======== TASK MATERIAL

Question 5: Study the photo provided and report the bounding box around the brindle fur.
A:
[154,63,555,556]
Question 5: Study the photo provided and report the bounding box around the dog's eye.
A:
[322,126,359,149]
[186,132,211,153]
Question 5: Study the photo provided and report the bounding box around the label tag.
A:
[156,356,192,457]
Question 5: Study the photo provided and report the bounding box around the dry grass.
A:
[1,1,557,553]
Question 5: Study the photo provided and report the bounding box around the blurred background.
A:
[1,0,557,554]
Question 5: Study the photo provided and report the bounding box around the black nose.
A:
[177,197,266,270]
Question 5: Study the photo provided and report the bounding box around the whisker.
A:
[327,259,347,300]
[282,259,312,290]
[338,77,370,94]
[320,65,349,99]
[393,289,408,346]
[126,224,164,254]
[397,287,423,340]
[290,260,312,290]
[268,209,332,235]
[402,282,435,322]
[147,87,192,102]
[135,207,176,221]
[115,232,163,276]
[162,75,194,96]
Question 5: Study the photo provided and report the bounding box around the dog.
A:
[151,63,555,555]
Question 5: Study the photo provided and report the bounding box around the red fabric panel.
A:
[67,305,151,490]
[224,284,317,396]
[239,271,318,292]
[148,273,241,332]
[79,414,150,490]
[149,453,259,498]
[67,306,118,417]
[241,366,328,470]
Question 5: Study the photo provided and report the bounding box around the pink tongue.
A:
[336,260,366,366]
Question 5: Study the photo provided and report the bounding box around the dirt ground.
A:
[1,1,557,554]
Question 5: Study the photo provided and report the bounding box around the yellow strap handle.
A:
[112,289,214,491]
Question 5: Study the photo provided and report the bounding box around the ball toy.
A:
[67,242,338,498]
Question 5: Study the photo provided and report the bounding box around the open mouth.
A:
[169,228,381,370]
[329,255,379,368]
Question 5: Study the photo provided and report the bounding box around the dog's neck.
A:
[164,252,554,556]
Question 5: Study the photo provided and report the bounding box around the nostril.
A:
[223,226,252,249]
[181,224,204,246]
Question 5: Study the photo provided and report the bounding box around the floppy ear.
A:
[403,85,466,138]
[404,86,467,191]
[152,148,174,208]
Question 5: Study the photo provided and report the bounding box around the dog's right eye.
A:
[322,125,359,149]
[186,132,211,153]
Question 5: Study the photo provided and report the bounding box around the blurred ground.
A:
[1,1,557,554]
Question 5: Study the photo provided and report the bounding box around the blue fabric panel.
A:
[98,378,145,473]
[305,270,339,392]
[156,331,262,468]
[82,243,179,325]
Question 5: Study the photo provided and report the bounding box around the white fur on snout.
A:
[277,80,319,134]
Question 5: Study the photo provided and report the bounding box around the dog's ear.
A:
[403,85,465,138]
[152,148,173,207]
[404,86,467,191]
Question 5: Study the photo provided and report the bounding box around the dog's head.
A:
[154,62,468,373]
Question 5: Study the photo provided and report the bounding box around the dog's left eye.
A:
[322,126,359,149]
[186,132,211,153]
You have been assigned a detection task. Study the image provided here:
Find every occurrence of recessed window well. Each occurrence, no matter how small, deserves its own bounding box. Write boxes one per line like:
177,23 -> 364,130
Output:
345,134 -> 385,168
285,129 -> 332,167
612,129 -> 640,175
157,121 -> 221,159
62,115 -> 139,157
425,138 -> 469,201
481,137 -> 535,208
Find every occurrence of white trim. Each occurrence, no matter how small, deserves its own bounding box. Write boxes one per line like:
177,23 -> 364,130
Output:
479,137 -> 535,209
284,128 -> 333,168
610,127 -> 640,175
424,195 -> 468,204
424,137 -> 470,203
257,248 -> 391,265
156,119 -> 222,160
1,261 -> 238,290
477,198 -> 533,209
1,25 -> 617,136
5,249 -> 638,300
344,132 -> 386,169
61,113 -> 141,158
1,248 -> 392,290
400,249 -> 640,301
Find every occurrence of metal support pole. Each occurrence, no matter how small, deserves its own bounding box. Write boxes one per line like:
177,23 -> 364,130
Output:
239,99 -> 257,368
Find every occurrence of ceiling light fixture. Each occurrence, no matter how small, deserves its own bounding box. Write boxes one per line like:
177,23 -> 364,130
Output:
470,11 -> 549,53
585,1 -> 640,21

================

WHAT IS NEEDED: Could you transcribe the whole listing above without any edits?

EXERCISE RESULT:
Question 5: Study the photo provided and report the bounding box around the brindle fur.
A:
[154,63,555,556]
Question 5: Study the photo provided and report the bounding box around the dog's eye.
A:
[322,126,359,149]
[186,132,211,153]
Question 5: Study the photo provided and report the bounding box around the label tag.
A:
[156,356,192,457]
Question 5: Study the photo provided and report the bounding box around the dry grass.
A:
[1,1,557,553]
Question 5: Study the photo provided and report the bounding box around the blurred background.
A:
[1,0,557,554]
Question 5: Study the photo provided and report the bounding box around the black nose.
A:
[177,197,266,270]
Question 5: Study the photo provided and report the bounding box around the whisker.
A:
[327,259,347,300]
[282,259,312,290]
[338,77,370,94]
[320,65,349,99]
[393,289,408,346]
[126,224,164,254]
[397,287,423,340]
[290,260,312,290]
[268,209,332,235]
[402,282,435,322]
[147,87,192,102]
[135,207,176,221]
[115,232,163,276]
[162,75,194,96]
Question 5: Study the photo provided and report the bounding box around the dog.
A:
[151,63,555,555]
Question 5: Study the photo provided and report the bounding box around the red fabric panel.
A:
[67,305,151,490]
[224,284,317,396]
[239,271,318,292]
[148,273,241,332]
[79,414,150,490]
[149,453,259,498]
[67,306,118,417]
[241,366,328,470]
Question 5: Study the photo provided and report the bounding box around the pink tongue.
A:
[336,260,366,366]
Question 5: Study the photo provided and report the bounding box around the dirt ground.
A:
[1,1,557,554]
Question 5: Study the photo provided and report the bounding box around the yellow strap handle.
A:
[112,289,214,491]
Question 5: Study the photo provided and report the bounding box around the ball toy.
A:
[67,242,338,498]
Question 5: Study the photo provided and report the bounding box around the open mouth.
A:
[169,228,381,370]
[329,255,379,368]
Question 5: Study the photo provided and report the bounding box around the dog's neck.
A:
[164,252,554,556]
Question 5: Study the photo provided and report the bounding box around the nostril.
A:
[223,226,252,249]
[181,224,204,246]
Question 5: Study the photo provided and report the bounding box around the floppy ear.
A:
[403,85,466,138]
[404,86,467,191]
[152,148,174,208]
Question 5: Study the photo provided and report the bounding box around the dog's right eye.
A:
[322,125,359,149]
[186,132,211,153]
Question 5: Study the photo provided and report the bounding box around the blurred ground.
A:
[1,1,557,554]
Question 5: Study the photo provided and report the bounding box around the blue fabric panel.
A:
[98,378,145,473]
[305,270,339,392]
[156,331,262,468]
[82,243,179,325]
Question 5: Study the photo provided and report the bounding box around the white fur on snout.
A:
[277,80,319,134]
Question 5: Study the photo provided and report the bounding box around the dog's ear.
A:
[403,85,465,138]
[152,148,173,207]
[404,86,467,191]
Question 5: Study the photo provided and report the bounding box around the dog's head.
A:
[154,62,468,373]
Question 5: Study the photo provided and report the bounding box around the dog's left eye.
A:
[322,126,359,149]
[186,132,211,153]
You have been assigned a detection task. Study the image provided here:
Find every occurrence of recessed window well. Each occurrence, no matter how small, deserves its own bounding box. Write boxes one per line like:
177,23 -> 364,130
Output:
345,134 -> 385,168
285,129 -> 332,167
612,129 -> 640,175
157,121 -> 221,159
62,115 -> 139,157
425,138 -> 469,201
481,137 -> 535,208
Find every occurrence of white trim. Each occurrence, no matter how small, deserves its own bounding box. Write boxes one per line like:
177,23 -> 364,130
Output:
479,137 -> 535,209
284,128 -> 333,168
610,127 -> 640,175
424,195 -> 468,204
424,137 -> 470,203
257,248 -> 391,265
156,119 -> 222,160
1,261 -> 238,290
477,198 -> 533,209
1,25 -> 617,136
5,249 -> 638,300
344,132 -> 386,169
61,113 -> 141,158
1,248 -> 392,290
400,249 -> 640,301
Find every occurrence of metal support pole. Each occurrence, no matter how small, deserves its own bounding box. Write boxes one per line like:
177,23 -> 364,130
Output:
239,99 -> 257,368
Find every occurrence of ceiling light fixture. Each occurrence, no matter how small, deserves its own bounding box. Write boxes one per line like:
177,23 -> 364,130
Output:
470,11 -> 549,53
585,1 -> 640,21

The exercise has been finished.